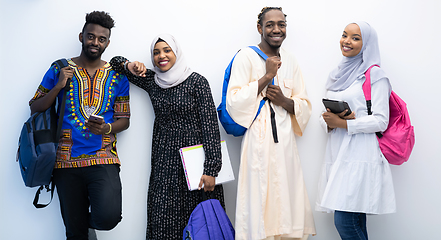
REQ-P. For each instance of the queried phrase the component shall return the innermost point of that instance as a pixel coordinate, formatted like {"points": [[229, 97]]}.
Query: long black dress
{"points": [[185, 116]]}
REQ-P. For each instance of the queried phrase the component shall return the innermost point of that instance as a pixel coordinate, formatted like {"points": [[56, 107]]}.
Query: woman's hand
{"points": [[337, 120], [209, 182], [137, 68], [350, 116]]}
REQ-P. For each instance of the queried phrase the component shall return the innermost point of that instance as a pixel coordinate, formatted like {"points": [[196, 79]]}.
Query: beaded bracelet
{"points": [[110, 128], [125, 65]]}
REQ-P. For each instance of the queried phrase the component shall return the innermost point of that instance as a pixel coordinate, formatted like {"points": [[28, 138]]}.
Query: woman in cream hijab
{"points": [[356, 179], [185, 115]]}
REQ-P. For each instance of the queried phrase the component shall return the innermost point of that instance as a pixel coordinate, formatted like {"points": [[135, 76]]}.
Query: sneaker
{"points": [[92, 234]]}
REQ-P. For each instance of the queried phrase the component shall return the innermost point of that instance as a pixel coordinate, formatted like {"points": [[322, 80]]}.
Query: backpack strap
{"points": [[273, 114], [60, 63], [367, 93]]}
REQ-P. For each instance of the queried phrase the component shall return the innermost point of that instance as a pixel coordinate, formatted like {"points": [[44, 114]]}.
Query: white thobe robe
{"points": [[271, 197]]}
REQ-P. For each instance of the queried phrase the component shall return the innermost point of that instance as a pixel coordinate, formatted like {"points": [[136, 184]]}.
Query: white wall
{"points": [[34, 33]]}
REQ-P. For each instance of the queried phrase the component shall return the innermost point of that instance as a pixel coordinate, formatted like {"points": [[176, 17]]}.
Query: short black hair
{"points": [[264, 10], [101, 18]]}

#### INSTRUCTIONS TO FOLLOW:
Write out again only the lines from the one with "Query: backpack strap" through the last line of the records above. Keep every word as it stands.

#### OUTPUT FOR THIS TASK:
Query: backpack strap
{"points": [[273, 114], [60, 63], [367, 93]]}
REQ-P. For each instance of the queried phrase the component shall return the innermost point of that instance as a pixel coordinate, formatted like {"points": [[44, 114]]}.
Query: white thobe robe
{"points": [[271, 197]]}
REQ-P. For each instance of the queried phrase the component shall return the innermost point of that instance as a pixel coordinate, formatted like {"points": [[136, 184]]}.
Query: white wall
{"points": [[34, 33]]}
REQ-P. For each instance of the queried phrase the component shall return the innermost point of that instance as a pixel coordinate, formatted like {"points": [[176, 17]]}.
Query: short black hair
{"points": [[264, 10], [101, 18]]}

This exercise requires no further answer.